Sommertheater im Regionalrat
„Wenn die Mehrheit in Minderheit gerät, ist es Zeit, die Koffer zu packen – doch nicht für den Sommerurlaub, sondern definitiv“, ärgerte sich der Freiheitliche Abgeordnete Pius Leitner am Donnerstag in Trient. Der Grund dafür? Ein „Sommertheater im Regionalrat“, wie es Leitner bezeichnet. Dort konnte am Donnerstag Vormittag die Rechnungslegung der Region für 2014 nicht genehmigt werden, weil insgesamt zwölf Südtiroler Abgeordnete fehlten - Philipp Achammer, Elena Artioli, Myriam Atz-Tammerle, Roberto Bizzo, Waltraud Deeg, Arno Kompatscher, Veronika Stirner Brantsch, Guggi Stocker, Roland Tinkhauser, Christian Tschurtschenthaler, Alessandro Urzì und Thomas Widmann.

» AUFLISTUNG:
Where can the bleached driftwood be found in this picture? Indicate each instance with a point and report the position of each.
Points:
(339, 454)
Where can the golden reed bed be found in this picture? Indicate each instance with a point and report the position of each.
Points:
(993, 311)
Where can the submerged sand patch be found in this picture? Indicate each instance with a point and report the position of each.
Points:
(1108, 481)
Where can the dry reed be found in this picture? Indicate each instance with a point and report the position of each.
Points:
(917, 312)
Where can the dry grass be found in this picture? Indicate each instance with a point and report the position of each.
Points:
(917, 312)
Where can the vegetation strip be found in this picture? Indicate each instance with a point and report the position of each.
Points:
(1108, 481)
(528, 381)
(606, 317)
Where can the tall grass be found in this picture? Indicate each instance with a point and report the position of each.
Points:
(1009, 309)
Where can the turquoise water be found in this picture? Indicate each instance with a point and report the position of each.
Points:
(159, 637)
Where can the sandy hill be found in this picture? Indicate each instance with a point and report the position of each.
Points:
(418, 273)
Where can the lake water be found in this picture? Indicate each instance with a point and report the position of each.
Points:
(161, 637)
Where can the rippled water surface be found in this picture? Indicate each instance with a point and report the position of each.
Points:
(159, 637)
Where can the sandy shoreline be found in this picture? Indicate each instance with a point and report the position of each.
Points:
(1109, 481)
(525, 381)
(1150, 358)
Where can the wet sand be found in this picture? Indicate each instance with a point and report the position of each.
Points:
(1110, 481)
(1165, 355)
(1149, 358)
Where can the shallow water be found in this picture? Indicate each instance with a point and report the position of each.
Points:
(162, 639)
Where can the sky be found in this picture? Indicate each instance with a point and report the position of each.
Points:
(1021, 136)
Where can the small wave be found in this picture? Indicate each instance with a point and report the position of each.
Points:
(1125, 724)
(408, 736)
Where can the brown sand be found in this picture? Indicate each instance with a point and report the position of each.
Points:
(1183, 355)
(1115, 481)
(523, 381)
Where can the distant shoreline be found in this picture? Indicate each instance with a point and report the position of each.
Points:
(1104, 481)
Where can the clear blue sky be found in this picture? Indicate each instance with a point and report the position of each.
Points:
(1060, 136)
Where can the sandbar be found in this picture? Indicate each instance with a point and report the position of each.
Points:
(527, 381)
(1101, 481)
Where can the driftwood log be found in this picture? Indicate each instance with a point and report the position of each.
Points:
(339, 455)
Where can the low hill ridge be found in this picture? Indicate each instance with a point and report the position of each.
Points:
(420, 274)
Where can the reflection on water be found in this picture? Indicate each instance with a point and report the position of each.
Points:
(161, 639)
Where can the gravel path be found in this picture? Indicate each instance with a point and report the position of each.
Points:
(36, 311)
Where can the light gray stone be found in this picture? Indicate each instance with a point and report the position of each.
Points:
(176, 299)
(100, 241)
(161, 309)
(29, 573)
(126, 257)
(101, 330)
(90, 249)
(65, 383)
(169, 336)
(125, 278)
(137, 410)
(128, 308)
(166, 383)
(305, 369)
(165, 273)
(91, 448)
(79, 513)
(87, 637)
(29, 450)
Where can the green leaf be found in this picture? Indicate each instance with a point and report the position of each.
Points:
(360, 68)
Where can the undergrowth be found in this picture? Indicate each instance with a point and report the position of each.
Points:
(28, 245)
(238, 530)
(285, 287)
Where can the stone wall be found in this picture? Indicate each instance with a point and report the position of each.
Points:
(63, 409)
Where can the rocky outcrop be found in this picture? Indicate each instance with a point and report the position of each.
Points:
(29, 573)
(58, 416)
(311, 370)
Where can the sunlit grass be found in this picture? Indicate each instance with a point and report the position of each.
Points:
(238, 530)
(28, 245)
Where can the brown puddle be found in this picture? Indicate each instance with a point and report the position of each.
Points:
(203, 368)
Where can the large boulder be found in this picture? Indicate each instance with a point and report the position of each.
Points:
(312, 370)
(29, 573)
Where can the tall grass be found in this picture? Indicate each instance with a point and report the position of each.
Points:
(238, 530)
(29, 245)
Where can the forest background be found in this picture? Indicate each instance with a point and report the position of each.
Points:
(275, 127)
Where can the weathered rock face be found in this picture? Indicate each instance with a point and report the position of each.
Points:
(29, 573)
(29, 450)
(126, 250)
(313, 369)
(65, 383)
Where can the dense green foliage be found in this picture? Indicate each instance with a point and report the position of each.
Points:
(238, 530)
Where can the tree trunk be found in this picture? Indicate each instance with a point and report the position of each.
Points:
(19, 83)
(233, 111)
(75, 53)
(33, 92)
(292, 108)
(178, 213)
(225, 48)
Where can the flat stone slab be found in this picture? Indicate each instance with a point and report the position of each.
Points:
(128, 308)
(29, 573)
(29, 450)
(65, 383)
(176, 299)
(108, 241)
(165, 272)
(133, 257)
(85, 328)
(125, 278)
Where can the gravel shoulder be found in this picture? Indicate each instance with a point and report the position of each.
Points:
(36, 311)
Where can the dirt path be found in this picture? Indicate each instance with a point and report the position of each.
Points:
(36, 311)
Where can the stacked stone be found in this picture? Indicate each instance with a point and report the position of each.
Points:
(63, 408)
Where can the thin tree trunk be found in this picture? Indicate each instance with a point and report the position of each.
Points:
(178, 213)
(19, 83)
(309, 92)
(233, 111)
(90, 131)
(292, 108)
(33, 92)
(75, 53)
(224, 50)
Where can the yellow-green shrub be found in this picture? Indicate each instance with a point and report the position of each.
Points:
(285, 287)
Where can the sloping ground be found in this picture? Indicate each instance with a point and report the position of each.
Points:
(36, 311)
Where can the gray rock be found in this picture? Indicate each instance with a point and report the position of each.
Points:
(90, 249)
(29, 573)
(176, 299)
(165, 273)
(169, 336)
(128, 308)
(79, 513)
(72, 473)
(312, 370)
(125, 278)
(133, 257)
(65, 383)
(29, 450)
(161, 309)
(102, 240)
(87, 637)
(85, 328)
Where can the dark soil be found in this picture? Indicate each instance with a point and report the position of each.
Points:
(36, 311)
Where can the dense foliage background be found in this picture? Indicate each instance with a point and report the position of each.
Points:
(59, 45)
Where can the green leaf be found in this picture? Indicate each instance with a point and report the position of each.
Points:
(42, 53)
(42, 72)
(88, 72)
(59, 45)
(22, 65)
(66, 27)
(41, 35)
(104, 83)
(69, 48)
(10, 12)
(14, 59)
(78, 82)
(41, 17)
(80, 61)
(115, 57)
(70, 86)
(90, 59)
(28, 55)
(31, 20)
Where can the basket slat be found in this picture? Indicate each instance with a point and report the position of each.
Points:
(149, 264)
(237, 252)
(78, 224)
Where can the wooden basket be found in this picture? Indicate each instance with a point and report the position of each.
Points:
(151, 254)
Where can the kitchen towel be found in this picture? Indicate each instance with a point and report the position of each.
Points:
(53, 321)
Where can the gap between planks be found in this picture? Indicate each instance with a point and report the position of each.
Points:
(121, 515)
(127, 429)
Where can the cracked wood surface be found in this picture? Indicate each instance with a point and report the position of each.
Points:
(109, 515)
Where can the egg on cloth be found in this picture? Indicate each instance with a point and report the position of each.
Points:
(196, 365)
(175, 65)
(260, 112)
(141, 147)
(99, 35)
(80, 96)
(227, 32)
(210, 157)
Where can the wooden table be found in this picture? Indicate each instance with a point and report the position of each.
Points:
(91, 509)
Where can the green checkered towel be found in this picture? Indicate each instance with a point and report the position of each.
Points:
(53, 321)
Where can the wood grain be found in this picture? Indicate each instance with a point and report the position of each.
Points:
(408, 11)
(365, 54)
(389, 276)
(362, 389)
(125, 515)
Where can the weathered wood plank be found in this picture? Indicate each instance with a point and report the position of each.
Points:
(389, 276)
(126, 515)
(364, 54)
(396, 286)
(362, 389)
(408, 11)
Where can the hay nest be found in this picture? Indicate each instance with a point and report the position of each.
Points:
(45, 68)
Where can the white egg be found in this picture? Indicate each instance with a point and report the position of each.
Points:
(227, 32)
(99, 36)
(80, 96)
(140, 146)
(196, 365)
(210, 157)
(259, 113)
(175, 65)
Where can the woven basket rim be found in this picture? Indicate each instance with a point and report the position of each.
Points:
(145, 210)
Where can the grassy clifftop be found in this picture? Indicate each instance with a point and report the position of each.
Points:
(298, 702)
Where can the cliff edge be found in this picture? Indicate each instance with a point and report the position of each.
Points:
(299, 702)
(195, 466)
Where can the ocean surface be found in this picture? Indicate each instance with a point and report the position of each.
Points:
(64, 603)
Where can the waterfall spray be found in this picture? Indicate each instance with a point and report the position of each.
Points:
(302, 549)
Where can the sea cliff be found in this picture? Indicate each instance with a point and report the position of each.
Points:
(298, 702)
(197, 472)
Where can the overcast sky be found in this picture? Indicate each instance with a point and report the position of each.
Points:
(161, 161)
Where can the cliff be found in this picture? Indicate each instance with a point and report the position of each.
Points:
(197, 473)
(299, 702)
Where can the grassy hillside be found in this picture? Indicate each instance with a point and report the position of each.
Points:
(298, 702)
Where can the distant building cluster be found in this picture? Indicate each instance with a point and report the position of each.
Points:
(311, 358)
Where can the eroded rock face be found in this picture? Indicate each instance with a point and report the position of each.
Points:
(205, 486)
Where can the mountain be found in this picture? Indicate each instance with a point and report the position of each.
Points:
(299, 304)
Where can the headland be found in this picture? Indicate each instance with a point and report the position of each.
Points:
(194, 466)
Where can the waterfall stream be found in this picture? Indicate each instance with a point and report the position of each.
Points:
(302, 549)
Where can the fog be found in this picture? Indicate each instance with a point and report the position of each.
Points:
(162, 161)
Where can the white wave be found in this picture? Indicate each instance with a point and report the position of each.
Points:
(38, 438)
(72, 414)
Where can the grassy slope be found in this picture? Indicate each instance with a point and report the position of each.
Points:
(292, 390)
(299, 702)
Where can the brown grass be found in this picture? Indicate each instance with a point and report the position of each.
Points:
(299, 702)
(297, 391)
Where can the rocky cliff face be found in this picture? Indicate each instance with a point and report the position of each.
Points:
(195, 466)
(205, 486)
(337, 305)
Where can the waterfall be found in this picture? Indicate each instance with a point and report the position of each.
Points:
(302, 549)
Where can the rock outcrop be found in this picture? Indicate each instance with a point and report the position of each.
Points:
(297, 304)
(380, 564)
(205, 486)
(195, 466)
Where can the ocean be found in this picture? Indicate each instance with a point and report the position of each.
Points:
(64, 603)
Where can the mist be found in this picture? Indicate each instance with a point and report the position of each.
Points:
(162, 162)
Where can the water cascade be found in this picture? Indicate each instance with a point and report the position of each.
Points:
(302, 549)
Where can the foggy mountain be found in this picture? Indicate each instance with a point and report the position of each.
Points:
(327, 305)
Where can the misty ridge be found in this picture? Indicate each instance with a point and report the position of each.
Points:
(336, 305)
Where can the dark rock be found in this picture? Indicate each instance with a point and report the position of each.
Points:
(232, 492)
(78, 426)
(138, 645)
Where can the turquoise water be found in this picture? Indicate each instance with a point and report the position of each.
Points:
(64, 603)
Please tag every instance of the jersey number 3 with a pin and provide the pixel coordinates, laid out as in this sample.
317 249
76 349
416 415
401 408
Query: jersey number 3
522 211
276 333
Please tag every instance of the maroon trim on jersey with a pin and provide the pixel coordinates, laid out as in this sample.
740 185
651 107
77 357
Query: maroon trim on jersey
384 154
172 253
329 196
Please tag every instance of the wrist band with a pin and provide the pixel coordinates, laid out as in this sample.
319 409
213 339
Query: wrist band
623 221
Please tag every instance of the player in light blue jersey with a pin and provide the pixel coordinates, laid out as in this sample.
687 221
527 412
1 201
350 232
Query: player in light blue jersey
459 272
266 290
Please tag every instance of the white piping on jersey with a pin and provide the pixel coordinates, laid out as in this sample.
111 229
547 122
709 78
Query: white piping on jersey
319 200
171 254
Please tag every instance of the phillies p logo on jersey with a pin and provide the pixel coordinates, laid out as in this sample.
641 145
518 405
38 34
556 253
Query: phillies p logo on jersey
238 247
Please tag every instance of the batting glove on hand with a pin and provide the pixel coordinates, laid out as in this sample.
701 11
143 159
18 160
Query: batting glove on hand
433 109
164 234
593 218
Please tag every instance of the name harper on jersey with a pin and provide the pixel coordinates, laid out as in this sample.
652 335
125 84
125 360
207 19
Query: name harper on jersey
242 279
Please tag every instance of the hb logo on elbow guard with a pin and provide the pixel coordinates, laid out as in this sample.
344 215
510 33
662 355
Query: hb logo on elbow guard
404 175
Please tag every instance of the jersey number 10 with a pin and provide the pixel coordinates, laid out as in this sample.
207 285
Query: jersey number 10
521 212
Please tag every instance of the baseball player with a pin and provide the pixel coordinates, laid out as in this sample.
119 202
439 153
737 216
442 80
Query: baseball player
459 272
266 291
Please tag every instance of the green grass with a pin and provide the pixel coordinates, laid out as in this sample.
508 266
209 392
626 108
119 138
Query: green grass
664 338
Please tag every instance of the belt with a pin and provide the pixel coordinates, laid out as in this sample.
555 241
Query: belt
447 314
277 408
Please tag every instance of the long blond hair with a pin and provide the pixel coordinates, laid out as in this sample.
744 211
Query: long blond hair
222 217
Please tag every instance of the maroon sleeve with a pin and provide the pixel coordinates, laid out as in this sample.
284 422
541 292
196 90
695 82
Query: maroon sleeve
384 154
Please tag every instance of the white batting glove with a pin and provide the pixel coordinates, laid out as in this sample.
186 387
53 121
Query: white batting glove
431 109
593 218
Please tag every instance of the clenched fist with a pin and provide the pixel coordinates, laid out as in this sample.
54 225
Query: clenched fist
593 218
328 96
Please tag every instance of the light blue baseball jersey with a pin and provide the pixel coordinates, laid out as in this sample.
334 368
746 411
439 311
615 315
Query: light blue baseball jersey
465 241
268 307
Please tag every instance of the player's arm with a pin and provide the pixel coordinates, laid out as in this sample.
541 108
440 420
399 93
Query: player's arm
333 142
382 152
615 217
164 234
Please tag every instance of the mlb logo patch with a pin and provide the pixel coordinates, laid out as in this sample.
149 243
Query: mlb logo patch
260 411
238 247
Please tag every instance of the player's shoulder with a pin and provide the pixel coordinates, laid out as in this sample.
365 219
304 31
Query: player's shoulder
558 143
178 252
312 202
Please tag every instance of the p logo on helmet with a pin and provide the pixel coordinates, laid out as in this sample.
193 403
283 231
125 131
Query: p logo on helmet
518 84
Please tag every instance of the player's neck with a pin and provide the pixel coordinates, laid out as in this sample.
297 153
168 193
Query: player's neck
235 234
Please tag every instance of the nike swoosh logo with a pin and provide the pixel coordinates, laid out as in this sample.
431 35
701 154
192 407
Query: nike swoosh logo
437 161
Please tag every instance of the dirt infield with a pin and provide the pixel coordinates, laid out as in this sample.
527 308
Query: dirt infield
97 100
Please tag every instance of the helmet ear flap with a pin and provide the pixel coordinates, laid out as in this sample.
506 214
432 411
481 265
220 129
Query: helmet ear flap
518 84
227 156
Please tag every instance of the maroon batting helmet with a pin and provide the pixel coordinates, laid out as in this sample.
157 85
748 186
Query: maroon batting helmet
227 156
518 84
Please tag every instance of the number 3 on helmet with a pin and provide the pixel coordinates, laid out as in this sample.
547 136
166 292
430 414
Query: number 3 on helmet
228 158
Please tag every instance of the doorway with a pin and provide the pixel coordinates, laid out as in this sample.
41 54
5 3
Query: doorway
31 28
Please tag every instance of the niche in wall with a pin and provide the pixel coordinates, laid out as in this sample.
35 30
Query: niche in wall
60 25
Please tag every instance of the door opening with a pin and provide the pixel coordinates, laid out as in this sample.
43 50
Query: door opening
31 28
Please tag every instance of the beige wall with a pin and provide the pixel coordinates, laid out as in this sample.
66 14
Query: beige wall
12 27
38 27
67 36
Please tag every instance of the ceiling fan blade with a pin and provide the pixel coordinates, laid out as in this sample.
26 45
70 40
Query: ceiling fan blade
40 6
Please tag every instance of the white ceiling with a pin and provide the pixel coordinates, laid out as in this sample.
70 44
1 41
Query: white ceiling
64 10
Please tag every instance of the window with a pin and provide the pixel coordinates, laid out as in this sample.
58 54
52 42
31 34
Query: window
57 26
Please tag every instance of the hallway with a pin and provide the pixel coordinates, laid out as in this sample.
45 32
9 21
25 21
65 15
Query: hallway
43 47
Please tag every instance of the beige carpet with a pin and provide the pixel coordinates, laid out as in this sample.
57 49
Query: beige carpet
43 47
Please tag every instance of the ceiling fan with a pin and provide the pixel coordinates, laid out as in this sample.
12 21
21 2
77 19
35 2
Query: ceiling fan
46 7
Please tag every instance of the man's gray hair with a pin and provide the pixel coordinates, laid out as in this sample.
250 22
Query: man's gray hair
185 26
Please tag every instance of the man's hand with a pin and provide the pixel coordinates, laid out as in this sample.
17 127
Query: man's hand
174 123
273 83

» AUFGABENSTELLUNG:
a: Fassen Sie den Text zum Sommertheater im Regionalrat in zwei Sätzen zusammen.
b: Nennen Sie alle im Text zum Sommertheater im Regionalrat aufgeführten fehlenden Abgeordneten, deren Nachname mit dem Buchstaben A beginnt.

» ERGEBNISSE IM EINZELNEN:
a: Im Regionalrat konnte am Donnerstagvormittag die Rechnungslegung der Region für 2014 nicht genehmigt werden, weil insgesamt zwölf Südtiroler Abgeordnete fehlten. Der Freiheitliche Abgeordnete Pius Leitner nannte dies ein „Sommertheater im Regionalrat“ und erklärte verärgert, wenn die Mehrheit in Minderheit gerate, sei es Zeit, die Koffer zu packen, und zwar nicht für den Sommerurlaub, sondern definitiv.

b: Philipp Achammer, Elena Artioli, Myriam Atz-Tammerle